### What to produce
Please give every record below again exactly, and keep the pictures out.

══ Raw data ══

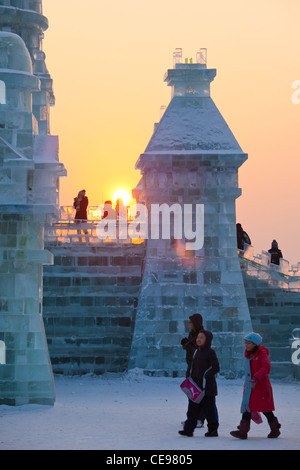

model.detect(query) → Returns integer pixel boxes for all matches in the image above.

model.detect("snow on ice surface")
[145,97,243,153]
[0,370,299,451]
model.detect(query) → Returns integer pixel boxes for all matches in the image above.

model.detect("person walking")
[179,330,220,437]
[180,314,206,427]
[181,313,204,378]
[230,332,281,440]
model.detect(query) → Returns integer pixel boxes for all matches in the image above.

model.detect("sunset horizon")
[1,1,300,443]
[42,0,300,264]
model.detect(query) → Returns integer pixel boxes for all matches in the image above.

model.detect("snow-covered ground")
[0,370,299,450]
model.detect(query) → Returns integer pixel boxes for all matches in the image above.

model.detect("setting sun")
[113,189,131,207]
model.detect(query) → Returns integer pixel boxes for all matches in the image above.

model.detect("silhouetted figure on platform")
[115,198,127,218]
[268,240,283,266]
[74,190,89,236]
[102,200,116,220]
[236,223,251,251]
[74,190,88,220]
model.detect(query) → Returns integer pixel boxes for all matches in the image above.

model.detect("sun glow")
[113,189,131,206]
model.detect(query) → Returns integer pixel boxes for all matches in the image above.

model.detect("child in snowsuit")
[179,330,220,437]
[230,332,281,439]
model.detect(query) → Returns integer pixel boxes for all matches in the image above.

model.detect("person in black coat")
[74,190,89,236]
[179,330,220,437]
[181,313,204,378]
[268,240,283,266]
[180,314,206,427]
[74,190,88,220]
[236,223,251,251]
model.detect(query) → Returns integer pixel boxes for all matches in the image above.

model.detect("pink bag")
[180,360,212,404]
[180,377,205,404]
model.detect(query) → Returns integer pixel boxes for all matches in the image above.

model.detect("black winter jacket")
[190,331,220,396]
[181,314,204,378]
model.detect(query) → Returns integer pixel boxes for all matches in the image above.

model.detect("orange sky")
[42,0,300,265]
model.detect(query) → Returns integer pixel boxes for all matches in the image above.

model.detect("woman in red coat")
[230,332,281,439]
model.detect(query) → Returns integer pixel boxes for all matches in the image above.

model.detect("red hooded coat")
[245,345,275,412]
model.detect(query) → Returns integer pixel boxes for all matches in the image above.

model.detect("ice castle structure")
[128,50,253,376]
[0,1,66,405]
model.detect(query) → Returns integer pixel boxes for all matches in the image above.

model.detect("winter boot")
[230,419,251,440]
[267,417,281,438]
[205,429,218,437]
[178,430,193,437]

═══

### Reply to the task
model.detect(query) → Returns integer pixel boxes for all matches in the image above.

model.detect("snow on ice surface")
[145,97,243,153]
[0,370,299,451]
model.detect(query) → Returns integer pixel boxes for all matches in the image above.

model.detect("person walking")
[179,330,220,437]
[180,314,206,427]
[181,313,204,378]
[230,332,281,440]
model.detect(query) → Returns integer pixel boxes for all matches in the image above.

model.detect("sunset horizon")
[1,1,300,443]
[42,0,300,264]
model.detect(query) → Returns integer pixel boxes for all matches in the image above.

model.detect("snow-covered ground")
[0,370,299,450]
model.detect(query) → Returns integer pixel boxes for all matches in the image above.

model.detect("setting sun")
[113,189,131,207]
model.detect(query) → Returns integer pixel boxes for all matches in the image above.

model.detect("silhouetted figure on platform")
[115,198,127,218]
[268,240,283,266]
[74,190,89,236]
[102,200,116,220]
[236,223,251,251]
[74,190,88,220]
model.detect(query) → Returns integer pixel boxes for all matches in the image above.

model.detect("sun glow")
[113,189,131,206]
model.detect(query) → Returns integer pixel boxes for all matches in the image above.

model.detect("child in snowsuit")
[179,330,220,437]
[230,332,281,439]
model.detect(query) → Returns integer pixel boxes for all matches in the image above.

model.detect("person in black coat")
[74,190,89,236]
[179,330,220,437]
[181,313,204,378]
[268,240,283,266]
[180,314,206,427]
[74,190,88,220]
[236,223,251,251]
model.detect(query) → Returns integer pixel boxes for all matches in the image above.

model.detect("pink bag")
[180,360,212,404]
[180,377,205,404]
model.detect(query) → Returns integer pixel boxes for all matches in the image above.

model.detect("black winter jacket")
[190,331,220,396]
[181,314,204,378]
model.detect(query) → Returns integer pixel boxes for all matches in the image above.

model.detect("orange sky")
[42,0,300,265]
model.detect(query) → Returns integer pixel boxes for all matches in the image above.

model.detect("woman in red coat")
[230,332,281,439]
model.detect(query) → Returns integer pixel boxes for all matches in the image above.

model.detect("red hooded coat")
[245,345,275,412]
model.detect(query) → Returns integer pixel boxes for all matches in the image above.

model.detect("ice castle structure")
[128,50,253,376]
[0,1,66,405]
model.detect(query) → Returns integer pixel boxes for all matches in the image above.

model.detect("winter boot")
[230,419,251,440]
[267,417,281,438]
[205,429,218,437]
[178,430,193,437]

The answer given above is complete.